----- Material provided
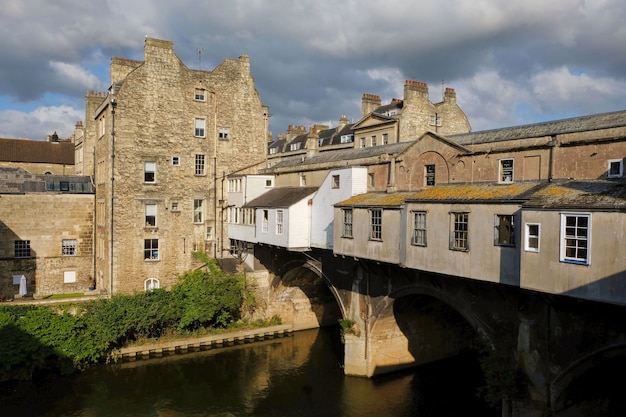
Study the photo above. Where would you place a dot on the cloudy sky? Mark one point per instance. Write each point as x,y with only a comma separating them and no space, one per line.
510,62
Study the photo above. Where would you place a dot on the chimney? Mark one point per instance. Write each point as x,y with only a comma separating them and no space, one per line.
369,103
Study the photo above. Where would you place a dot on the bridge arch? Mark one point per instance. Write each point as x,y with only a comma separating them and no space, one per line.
300,293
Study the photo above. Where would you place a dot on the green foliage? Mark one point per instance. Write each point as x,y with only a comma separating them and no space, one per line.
74,336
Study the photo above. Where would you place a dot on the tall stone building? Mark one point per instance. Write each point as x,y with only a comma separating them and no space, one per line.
160,143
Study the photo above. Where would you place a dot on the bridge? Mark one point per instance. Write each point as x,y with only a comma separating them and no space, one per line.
541,345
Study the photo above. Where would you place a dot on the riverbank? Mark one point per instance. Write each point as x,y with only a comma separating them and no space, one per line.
200,343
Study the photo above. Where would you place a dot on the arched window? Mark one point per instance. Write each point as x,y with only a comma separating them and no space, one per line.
151,284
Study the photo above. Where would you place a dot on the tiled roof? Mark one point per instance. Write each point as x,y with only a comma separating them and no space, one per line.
345,155
281,197
36,151
554,127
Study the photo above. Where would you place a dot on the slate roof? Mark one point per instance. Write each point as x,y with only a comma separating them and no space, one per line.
281,197
554,127
36,151
345,155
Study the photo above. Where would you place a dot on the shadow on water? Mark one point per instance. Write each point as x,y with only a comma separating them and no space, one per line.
297,375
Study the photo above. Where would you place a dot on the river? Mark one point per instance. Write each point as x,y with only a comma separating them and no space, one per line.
296,375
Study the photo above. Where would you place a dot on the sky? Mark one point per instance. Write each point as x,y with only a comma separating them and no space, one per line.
510,62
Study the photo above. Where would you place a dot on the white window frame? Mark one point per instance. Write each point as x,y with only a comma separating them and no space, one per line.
506,174
151,284
149,169
620,172
280,218
151,214
198,211
347,223
69,247
420,237
528,236
200,128
575,237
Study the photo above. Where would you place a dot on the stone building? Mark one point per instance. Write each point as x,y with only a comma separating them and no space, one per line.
46,233
160,143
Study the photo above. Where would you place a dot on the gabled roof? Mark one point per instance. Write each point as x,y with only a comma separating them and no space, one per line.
36,151
281,197
554,127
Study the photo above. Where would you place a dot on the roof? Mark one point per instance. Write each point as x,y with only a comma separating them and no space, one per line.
377,200
581,195
477,192
554,127
345,155
281,197
36,151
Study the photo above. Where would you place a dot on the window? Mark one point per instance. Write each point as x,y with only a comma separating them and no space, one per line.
265,225
199,95
68,247
199,165
616,168
376,224
531,243
506,170
430,174
575,234
198,212
22,248
150,215
151,249
279,222
347,223
504,230
151,284
69,277
419,228
459,238
149,171
200,126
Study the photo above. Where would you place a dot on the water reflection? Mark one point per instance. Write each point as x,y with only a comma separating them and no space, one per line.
297,375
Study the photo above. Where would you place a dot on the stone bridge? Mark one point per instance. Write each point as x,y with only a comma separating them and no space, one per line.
546,349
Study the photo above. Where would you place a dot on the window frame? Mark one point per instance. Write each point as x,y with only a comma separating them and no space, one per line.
420,235
498,224
376,224
528,236
504,171
149,172
22,249
610,162
459,237
200,127
565,241
151,251
200,165
150,215
69,247
348,218
198,211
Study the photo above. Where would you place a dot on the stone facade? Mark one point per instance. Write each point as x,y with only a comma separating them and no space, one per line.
45,234
174,133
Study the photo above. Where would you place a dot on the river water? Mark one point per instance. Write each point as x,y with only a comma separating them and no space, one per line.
296,375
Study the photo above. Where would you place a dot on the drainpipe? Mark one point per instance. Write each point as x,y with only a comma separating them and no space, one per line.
113,105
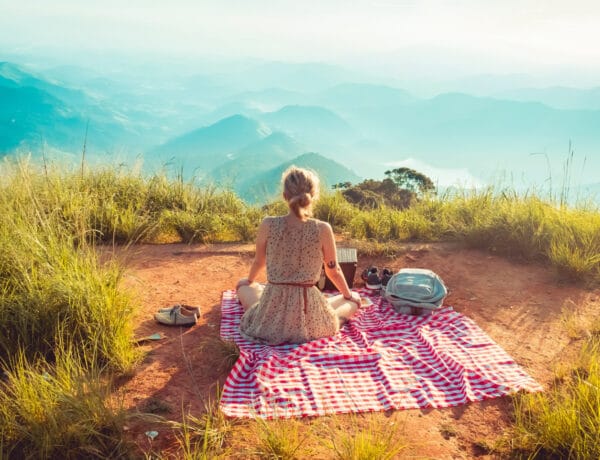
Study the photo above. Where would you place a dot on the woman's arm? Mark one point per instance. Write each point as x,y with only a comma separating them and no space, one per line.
332,268
260,257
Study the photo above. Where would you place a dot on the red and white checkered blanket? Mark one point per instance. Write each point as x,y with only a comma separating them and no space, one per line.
380,360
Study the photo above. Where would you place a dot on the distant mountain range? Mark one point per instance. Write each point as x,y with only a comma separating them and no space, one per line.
241,128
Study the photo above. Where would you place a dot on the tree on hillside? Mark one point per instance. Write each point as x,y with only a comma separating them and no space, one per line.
399,190
409,179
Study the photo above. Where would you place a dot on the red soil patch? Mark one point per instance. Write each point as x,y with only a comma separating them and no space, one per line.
520,306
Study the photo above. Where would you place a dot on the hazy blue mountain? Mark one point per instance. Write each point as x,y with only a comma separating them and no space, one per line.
349,96
559,97
483,134
208,147
270,99
267,185
303,77
36,112
256,158
14,76
312,125
229,110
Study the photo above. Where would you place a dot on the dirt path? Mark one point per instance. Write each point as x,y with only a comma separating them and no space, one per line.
520,306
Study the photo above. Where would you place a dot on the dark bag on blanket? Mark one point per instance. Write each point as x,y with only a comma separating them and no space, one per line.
415,291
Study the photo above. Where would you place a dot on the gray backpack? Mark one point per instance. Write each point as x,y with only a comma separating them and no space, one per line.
415,291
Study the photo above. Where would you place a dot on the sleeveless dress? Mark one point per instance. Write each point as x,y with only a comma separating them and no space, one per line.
291,308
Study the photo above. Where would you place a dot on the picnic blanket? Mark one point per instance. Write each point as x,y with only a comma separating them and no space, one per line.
379,360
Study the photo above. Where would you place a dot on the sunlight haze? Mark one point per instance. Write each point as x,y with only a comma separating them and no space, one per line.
462,37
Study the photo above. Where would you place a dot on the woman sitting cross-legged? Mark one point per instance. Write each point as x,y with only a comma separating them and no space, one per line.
293,248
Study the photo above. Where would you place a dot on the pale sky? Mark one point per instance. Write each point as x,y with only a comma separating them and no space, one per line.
501,36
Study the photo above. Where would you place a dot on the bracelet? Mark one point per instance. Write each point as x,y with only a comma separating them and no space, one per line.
357,302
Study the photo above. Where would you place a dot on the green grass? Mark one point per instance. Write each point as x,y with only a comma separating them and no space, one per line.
565,421
59,410
377,440
66,319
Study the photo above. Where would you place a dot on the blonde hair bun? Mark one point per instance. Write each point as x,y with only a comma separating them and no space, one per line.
300,189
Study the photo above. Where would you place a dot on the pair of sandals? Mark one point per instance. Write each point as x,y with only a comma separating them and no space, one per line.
178,315
373,280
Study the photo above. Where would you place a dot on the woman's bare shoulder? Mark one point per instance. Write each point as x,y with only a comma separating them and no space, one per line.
322,225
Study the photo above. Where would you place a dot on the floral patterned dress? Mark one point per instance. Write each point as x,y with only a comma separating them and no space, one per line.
291,308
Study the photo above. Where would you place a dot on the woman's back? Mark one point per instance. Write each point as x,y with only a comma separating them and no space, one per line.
293,251
291,308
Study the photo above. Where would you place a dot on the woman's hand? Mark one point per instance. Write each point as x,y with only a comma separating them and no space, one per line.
243,282
355,298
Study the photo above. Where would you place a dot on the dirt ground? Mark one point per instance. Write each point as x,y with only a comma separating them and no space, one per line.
521,306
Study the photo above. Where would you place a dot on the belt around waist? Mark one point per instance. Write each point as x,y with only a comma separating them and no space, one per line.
304,285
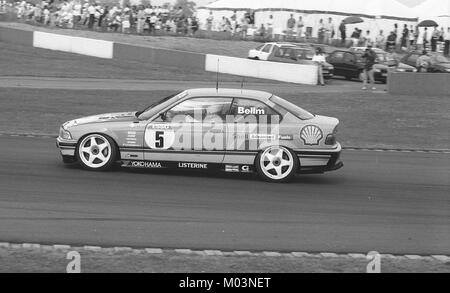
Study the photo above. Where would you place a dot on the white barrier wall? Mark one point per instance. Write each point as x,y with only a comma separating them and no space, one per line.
287,72
78,45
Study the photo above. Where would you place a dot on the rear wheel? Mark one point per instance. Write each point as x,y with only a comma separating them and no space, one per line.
277,164
96,152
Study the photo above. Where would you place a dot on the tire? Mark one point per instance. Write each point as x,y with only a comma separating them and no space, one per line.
273,166
96,152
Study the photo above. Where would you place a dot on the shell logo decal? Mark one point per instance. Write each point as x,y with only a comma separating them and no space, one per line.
311,135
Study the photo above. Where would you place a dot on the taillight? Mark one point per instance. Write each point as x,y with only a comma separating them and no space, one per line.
330,140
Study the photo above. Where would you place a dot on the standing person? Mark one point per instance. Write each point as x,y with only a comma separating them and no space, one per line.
329,29
355,37
434,39
425,38
412,39
300,26
194,25
319,59
369,57
209,21
447,42
103,14
321,32
396,34
343,32
140,20
368,38
380,40
291,25
76,13
405,37
91,11
391,40
423,62
152,23
270,27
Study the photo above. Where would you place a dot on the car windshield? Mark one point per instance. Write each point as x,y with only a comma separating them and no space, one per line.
305,54
440,59
292,108
146,111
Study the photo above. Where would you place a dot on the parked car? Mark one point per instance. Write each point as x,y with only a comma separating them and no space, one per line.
300,56
350,64
263,51
439,63
289,53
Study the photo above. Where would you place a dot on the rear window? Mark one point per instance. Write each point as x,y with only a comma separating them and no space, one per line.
292,108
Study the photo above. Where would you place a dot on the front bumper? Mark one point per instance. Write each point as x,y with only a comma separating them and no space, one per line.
328,73
66,147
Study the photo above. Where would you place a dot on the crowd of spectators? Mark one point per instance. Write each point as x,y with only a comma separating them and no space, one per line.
147,19
91,15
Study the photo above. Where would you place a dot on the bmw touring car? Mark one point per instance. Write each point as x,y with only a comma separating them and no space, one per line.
229,130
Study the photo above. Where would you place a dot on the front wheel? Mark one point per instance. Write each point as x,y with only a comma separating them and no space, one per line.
277,164
96,152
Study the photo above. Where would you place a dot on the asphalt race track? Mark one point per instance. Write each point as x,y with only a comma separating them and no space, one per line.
391,202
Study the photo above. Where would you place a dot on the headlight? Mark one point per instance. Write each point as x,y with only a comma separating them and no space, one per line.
64,134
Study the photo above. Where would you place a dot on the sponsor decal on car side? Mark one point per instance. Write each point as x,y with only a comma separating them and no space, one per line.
238,168
143,164
192,165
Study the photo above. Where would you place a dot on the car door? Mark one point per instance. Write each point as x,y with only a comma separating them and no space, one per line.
265,52
252,124
350,66
336,59
191,131
411,59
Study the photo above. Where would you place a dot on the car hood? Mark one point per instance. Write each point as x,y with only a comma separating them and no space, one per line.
101,118
324,121
442,65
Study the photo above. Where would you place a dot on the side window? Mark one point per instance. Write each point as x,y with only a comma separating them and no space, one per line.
413,58
348,57
337,56
259,47
277,52
267,49
244,108
199,109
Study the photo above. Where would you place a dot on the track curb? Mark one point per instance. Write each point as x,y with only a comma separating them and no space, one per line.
237,253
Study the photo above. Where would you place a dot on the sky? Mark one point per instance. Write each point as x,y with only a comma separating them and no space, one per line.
410,3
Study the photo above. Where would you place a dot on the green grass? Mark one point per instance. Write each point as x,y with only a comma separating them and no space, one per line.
367,119
35,261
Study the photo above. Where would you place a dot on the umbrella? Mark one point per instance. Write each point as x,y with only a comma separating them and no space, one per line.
353,20
427,23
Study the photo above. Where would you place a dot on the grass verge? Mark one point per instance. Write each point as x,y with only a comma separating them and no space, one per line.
38,261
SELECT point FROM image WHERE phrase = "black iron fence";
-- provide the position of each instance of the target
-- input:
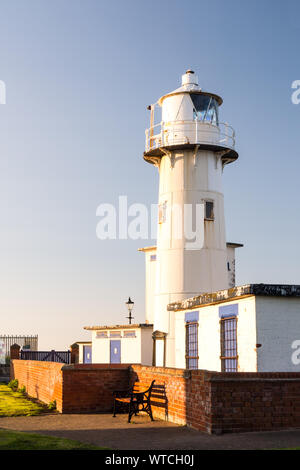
(51, 356)
(25, 342)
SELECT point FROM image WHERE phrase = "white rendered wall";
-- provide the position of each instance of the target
(150, 284)
(81, 354)
(146, 346)
(209, 336)
(278, 326)
(231, 264)
(183, 273)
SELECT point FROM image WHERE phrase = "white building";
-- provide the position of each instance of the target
(122, 344)
(195, 316)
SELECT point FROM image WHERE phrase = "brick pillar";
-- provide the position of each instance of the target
(74, 348)
(15, 351)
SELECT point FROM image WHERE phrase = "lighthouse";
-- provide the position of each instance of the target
(190, 146)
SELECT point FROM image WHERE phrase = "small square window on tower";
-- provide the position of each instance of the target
(209, 210)
(162, 212)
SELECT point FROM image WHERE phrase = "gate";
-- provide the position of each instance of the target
(50, 356)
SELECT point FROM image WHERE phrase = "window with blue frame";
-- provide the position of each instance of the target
(191, 340)
(229, 356)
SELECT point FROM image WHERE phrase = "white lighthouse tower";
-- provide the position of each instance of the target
(190, 148)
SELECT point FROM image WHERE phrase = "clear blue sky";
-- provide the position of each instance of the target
(79, 76)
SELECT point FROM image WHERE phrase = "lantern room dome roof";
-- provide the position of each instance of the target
(190, 85)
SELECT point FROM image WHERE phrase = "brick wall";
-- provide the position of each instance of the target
(207, 401)
(187, 394)
(43, 380)
(89, 387)
(77, 388)
(254, 401)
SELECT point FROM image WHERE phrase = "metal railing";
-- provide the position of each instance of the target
(49, 356)
(30, 342)
(196, 132)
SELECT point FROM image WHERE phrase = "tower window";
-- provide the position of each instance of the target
(229, 357)
(191, 343)
(209, 210)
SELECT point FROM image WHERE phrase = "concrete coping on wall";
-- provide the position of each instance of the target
(94, 367)
(253, 379)
(275, 290)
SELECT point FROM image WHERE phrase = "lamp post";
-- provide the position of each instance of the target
(130, 305)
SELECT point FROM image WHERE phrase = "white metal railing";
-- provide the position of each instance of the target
(165, 134)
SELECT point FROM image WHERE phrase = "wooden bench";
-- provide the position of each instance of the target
(135, 399)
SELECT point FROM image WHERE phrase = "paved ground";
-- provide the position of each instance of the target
(116, 433)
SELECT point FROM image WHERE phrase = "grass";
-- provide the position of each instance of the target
(13, 440)
(17, 404)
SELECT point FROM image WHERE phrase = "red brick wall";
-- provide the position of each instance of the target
(76, 388)
(207, 401)
(255, 401)
(224, 402)
(43, 380)
(187, 395)
(89, 387)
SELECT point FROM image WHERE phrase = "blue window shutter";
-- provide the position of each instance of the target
(229, 311)
(191, 316)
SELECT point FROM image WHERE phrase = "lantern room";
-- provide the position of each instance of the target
(189, 117)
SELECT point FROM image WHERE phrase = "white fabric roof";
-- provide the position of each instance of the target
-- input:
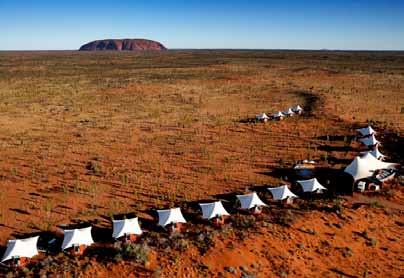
(369, 141)
(365, 131)
(262, 116)
(126, 226)
(281, 192)
(364, 167)
(288, 111)
(21, 248)
(170, 216)
(77, 237)
(311, 185)
(297, 108)
(376, 153)
(211, 210)
(250, 200)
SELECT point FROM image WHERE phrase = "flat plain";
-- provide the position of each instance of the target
(86, 136)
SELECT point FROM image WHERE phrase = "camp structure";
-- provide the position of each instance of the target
(214, 211)
(288, 112)
(126, 229)
(278, 115)
(171, 218)
(251, 202)
(311, 185)
(366, 166)
(376, 153)
(75, 241)
(262, 117)
(366, 131)
(297, 109)
(369, 141)
(283, 194)
(20, 250)
(305, 164)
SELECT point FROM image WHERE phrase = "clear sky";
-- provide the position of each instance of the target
(310, 24)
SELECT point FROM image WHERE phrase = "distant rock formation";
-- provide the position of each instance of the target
(123, 45)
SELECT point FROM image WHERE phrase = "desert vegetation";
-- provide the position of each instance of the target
(86, 136)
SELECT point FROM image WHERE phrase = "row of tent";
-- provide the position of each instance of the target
(78, 238)
(279, 115)
(367, 164)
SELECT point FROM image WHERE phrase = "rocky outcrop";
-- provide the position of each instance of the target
(123, 45)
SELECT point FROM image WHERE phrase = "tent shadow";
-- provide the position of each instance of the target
(49, 241)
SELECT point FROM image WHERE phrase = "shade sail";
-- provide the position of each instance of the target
(366, 131)
(77, 237)
(365, 166)
(126, 226)
(212, 210)
(21, 248)
(170, 216)
(281, 192)
(311, 185)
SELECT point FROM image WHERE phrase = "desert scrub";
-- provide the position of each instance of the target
(137, 252)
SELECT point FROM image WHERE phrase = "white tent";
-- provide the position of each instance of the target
(170, 216)
(26, 248)
(281, 192)
(212, 210)
(376, 153)
(77, 237)
(366, 131)
(297, 108)
(369, 141)
(126, 227)
(311, 185)
(262, 117)
(364, 167)
(277, 114)
(288, 112)
(250, 200)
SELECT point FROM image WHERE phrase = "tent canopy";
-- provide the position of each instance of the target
(21, 248)
(376, 153)
(364, 167)
(366, 131)
(311, 185)
(212, 210)
(170, 216)
(125, 227)
(281, 192)
(297, 108)
(262, 117)
(77, 237)
(250, 200)
(288, 111)
(369, 141)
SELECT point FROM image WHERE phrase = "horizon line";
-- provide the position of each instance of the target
(206, 49)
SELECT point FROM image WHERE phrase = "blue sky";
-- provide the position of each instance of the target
(310, 24)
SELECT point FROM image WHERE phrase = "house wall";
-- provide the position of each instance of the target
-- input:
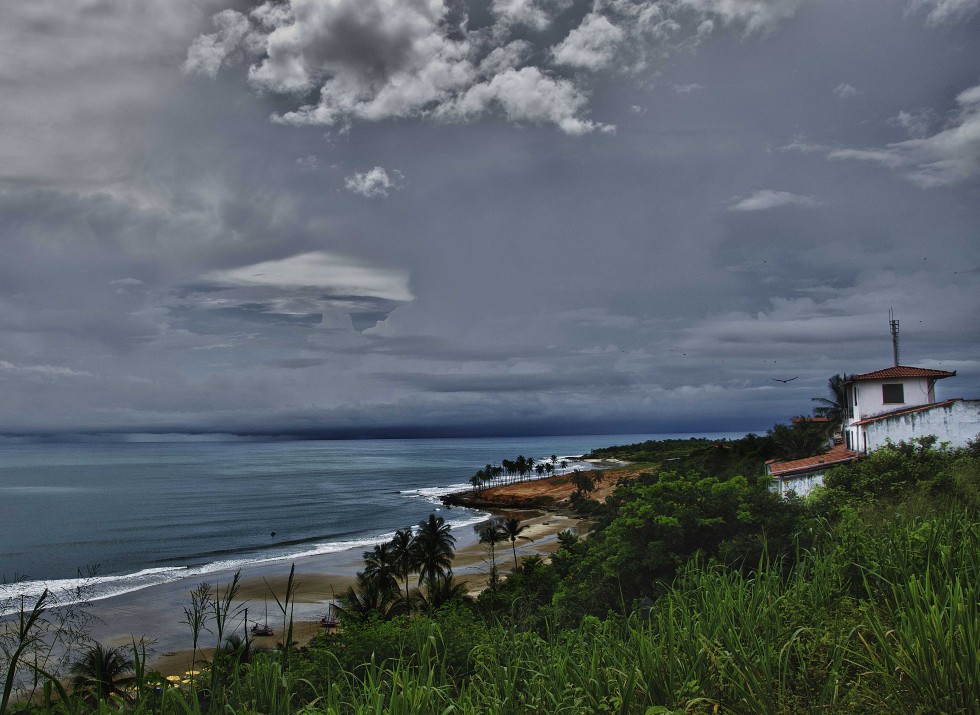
(802, 484)
(956, 424)
(870, 401)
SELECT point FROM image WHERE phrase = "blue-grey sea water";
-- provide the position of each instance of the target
(145, 513)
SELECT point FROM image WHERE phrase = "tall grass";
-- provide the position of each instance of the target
(872, 617)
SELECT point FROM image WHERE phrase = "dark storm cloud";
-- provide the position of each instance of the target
(336, 218)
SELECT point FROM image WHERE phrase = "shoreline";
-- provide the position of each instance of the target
(159, 609)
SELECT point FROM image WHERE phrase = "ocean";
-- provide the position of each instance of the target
(141, 514)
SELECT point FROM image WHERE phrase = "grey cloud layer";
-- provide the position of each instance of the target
(439, 230)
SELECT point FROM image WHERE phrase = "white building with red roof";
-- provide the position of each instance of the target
(897, 404)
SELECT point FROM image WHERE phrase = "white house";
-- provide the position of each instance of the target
(802, 475)
(898, 404)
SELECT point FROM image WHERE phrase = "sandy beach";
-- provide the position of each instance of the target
(156, 614)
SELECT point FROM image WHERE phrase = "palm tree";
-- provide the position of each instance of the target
(380, 567)
(439, 591)
(403, 556)
(434, 548)
(803, 439)
(512, 529)
(366, 597)
(98, 669)
(583, 483)
(491, 535)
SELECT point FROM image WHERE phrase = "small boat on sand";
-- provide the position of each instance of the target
(329, 619)
(263, 629)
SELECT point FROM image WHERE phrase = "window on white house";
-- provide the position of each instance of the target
(893, 394)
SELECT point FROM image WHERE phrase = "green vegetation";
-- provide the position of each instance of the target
(699, 592)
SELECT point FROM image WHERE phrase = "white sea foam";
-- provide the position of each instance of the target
(89, 588)
(432, 494)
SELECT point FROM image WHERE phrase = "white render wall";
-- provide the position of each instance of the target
(956, 424)
(802, 484)
(870, 395)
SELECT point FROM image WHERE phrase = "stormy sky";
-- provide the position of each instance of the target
(403, 217)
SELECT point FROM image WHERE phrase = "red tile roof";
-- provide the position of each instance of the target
(901, 371)
(907, 411)
(837, 454)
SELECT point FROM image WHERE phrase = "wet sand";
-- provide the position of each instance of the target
(157, 613)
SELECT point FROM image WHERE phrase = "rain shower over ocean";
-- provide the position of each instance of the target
(146, 513)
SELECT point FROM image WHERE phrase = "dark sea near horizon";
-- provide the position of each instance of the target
(152, 512)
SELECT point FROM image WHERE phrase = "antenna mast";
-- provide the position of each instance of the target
(893, 324)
----------
## Exercise goal
Find each line above that contains the word "tower" and copy every one of them.

## Answer in full
SELECT point FROM image WHERE phrase = "small square window on tower";
SELECT point FROM image WHERE phrase = "white lighthouse tower";
SELECT point FROM image WHERE phrase = "tower window";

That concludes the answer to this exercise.